» **SUPPLIED PASSAGE**
[START]

# Find the violations for this water closet installation



## jar546 (Sep 19, 2010)

What you are looking at is a water closet install and vent on this horizontal run.

Closest to you is the cleanout cap with the WC vent going straight up from a sanitary T on its back (ok for a vent).  Downstream you see the water closet coming down and into a Wye.

Let's here some opinions and more specific code references on this one.


----------



## Daddy-0- (Sep 19, 2010)

1. More pipe support

2. Developed length??

3. 6" above flood level before going horizontal?

4. Concealed cleanout.

Am I close?


----------



## TimNY (Sep 20, 2010)

[deleted.]


----------



## TimNY (Sep 20, 2010)

Daddy-0- said:
			
		

> 3. 6" above flood level before going horizontal?


*ding*ding*ding* we have a winner!

If jar says san tee on it's back is ok, it must be a dry vent.


----------



## jar546 (Sep 20, 2010)

It is a dry vent.  T  is ok


----------



## skipharper (Sep 20, 2010)

Nothing washing base of stack making it dry thus making it a no no in IPC land.


----------



## Glennman CBO (Sep 20, 2010)

[END]

» **DIRECTIONS**
#1 Reproduce everything in the water closet thread from "## jar546 (Sep 19, 2010)" down to "Daddy-0- (Sep 19, 2010)".
#2 Carry the water closet thread forward from its last line, writing the part that comes next.
The records have no connection to the water closet thread.

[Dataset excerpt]
[START]

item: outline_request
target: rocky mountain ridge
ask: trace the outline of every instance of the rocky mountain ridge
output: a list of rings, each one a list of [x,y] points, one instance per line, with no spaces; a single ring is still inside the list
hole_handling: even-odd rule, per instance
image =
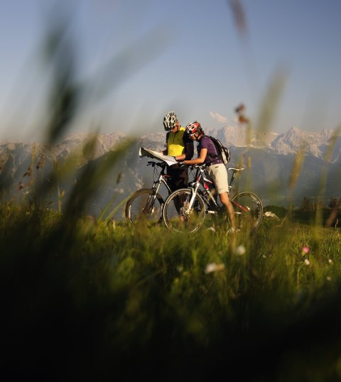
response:
[[[325,178],[325,201],[332,196],[341,196],[338,184],[341,178],[341,137],[334,136],[332,130],[308,133],[293,127],[283,134],[261,134],[244,128],[224,126],[219,129],[206,129],[205,133],[219,138],[229,146],[232,152],[230,165],[242,165],[246,168],[241,178],[241,187],[245,189],[248,184],[251,185],[251,190],[261,197],[265,205],[299,205],[303,197],[316,197],[321,187],[320,180]],[[92,213],[98,214],[113,194],[117,194],[119,202],[138,188],[151,187],[152,170],[146,165],[147,158],[139,158],[139,148],[161,151],[164,148],[165,136],[164,131],[158,131],[136,139],[125,158],[120,160],[108,180],[99,188],[102,195],[93,202]],[[86,142],[91,138],[95,140],[95,145],[90,154]],[[97,161],[105,160],[106,155],[128,138],[120,133],[74,134],[53,147],[37,143],[0,143],[0,185],[8,190],[7,195],[17,193],[13,190],[18,185],[23,183],[24,186],[29,183],[27,177],[23,177],[30,172],[30,168],[34,171],[40,168],[43,171],[43,172],[48,174],[56,164],[63,163],[70,157],[76,158],[73,163],[77,163],[80,171],[90,161],[96,168]],[[297,165],[298,153],[304,153],[304,160],[299,169],[297,184],[289,187]],[[77,182],[77,171],[70,181],[73,184]],[[119,184],[113,182],[119,173]],[[65,184],[60,187],[67,190],[71,186]]]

[END]

» **OUTPUTS BY TASK**
#1
## jar546 (Sep 19, 2010)

What you are looking at is a water closet install and vent on this horizontal run.

Closest to you is the cleanout cap with the WC vent going straight up from a sanitary T on its back (ok for a vent).  Downstream you see the water closet coming down and into a Wye.

Let's here some opinions and more specific code references on this one.


----------



## Daddy-0- (Sep 19, 2010)

#2
In the UPC world, this would be called a "flat vent" (not a code word, but rather plumber slang). This vent would flood in the case of a back up, and therefore requires approved drainage fittings (no san tees on their back) where connecting below flood rim, and the vent must connect above the centerline of the drain (section 905). The '06 ushered in horizontal wet venting in dwellings only (in bathrooms only as well), but i don't see it often. There are official interps on the horizontal wet vent that would also not allow for this configuration.


----------



## Robert Ellenberg (Sep 21, 2010)

Glennman--I was aware that the IRC allowed wet venting of a dwelling bath and agree there needs to be a sweep fitting rather than a san tee where the vent goes up.  My question is: does the UPC allow a residential bath to be properly wet vented or only the IRC?


----------



## Glennman CBO (Sep 22, 2010)

Robert, The UPC allows a horizontal wet vent in bathroom groups only, and only in dwellings. There was alot of stink about it. If I recall, Washington State came close to not adopting the UPC because it didn't allow the horizontal wet vent. They changed it in order to become more competitive with the IRC (from what I've heard). The vertical wet vent can be done in any group or condition as long as it is installed properly (same floor, upsize piping, etc).


----------



## TimNY (Sep 22, 2010)

I'm confused.

How is the horizontal pipe between the san tee and the wye for the WC a wet vent.  It does not convey any waste.

To me it seems this is not a wet vent, in that no fixture is discharging into the pipe upstream of the WC.  By the same logic, would not the vertical vent coming out of the san tee be considered a vertical wet vent?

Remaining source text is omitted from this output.